Assignment: Say how many lines in the entries contain "blue", giving only the number.

Records for this task:
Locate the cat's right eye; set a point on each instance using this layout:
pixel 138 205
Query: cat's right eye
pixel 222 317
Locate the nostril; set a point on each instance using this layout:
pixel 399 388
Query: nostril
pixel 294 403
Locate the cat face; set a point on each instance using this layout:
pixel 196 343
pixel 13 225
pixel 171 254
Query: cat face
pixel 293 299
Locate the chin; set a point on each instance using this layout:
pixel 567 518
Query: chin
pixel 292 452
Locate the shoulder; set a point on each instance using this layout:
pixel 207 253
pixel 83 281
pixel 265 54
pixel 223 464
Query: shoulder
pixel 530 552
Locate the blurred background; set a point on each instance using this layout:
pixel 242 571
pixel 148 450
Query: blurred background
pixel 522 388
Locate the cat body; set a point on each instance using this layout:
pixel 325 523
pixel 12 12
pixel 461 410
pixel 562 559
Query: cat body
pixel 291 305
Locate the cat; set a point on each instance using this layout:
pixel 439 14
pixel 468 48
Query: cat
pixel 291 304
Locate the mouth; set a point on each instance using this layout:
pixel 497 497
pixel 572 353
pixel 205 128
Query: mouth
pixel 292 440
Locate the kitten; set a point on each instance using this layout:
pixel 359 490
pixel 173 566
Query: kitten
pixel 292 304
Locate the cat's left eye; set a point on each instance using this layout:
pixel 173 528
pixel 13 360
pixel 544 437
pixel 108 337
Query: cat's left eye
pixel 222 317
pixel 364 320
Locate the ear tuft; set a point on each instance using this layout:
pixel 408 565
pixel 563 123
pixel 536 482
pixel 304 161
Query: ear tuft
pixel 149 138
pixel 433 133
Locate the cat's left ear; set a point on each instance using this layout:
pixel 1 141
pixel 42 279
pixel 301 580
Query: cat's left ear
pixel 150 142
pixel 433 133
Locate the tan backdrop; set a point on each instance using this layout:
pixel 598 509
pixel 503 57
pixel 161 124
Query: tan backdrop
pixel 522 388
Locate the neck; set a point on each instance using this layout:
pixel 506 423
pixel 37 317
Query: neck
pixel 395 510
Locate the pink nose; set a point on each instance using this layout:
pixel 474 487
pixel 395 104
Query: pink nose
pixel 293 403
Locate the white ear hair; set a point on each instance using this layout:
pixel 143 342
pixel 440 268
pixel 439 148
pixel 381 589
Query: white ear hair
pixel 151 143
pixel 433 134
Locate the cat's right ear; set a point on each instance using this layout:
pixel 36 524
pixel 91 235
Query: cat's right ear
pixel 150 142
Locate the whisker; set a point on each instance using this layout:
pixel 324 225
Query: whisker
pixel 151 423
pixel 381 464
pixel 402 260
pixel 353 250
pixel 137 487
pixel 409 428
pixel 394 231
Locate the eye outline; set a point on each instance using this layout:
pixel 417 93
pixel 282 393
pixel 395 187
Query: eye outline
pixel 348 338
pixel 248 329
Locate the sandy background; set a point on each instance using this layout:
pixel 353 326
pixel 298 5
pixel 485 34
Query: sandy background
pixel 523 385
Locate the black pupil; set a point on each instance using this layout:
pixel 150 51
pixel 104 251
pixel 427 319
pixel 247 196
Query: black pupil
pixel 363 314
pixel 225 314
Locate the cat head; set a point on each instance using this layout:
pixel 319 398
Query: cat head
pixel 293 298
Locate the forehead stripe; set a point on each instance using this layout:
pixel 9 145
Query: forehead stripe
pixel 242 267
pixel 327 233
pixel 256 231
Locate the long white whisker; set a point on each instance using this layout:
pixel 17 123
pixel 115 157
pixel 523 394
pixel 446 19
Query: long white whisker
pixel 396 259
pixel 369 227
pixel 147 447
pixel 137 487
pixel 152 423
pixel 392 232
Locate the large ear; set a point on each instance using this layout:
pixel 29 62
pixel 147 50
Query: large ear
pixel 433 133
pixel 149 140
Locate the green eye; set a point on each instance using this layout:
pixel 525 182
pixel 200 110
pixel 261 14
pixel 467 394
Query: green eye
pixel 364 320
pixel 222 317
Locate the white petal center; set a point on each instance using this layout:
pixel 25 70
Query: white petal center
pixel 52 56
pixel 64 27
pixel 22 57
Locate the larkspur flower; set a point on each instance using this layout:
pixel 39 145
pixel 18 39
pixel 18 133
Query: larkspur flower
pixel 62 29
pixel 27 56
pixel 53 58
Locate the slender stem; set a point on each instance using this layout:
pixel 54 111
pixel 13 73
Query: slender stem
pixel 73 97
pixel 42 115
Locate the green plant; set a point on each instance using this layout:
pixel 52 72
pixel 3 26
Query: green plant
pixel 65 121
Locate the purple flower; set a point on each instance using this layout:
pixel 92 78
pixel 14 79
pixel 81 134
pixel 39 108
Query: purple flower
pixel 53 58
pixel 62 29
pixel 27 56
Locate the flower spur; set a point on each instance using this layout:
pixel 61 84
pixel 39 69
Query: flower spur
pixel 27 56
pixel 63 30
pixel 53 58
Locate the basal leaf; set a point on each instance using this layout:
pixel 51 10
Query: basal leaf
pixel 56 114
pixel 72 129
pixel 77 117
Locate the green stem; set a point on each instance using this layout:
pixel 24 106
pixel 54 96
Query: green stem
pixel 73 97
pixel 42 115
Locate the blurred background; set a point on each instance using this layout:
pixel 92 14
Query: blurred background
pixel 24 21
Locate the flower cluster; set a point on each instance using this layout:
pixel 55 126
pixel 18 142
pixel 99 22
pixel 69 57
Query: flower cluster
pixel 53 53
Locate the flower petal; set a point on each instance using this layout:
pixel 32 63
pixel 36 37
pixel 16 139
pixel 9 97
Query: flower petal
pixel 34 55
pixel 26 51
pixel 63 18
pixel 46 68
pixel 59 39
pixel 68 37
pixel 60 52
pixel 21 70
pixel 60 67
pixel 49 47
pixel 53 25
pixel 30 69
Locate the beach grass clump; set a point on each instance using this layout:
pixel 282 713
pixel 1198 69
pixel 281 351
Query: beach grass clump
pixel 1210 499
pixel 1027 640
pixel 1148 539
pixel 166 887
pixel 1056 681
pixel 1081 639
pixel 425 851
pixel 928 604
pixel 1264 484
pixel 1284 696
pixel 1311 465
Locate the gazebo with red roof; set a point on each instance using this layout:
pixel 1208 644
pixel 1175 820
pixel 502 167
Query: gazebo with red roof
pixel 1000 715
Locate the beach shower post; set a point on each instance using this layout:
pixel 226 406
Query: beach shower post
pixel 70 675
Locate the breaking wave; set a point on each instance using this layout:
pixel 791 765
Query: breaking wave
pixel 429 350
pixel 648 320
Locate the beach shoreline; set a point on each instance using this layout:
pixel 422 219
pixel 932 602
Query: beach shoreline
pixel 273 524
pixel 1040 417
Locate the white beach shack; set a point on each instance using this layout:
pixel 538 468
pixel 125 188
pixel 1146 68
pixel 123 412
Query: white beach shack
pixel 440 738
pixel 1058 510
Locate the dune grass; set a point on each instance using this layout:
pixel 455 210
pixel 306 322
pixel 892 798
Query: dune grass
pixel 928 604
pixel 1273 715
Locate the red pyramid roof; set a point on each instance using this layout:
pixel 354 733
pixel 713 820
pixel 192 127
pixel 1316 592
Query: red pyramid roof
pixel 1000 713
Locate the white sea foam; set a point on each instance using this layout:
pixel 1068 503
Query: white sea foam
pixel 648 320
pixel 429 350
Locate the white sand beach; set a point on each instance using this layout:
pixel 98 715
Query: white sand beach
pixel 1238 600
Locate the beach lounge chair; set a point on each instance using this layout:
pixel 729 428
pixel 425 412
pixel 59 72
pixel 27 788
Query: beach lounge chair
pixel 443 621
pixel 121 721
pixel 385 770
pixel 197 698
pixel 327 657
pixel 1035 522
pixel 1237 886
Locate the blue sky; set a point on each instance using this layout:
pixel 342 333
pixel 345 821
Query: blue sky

Task answer: 2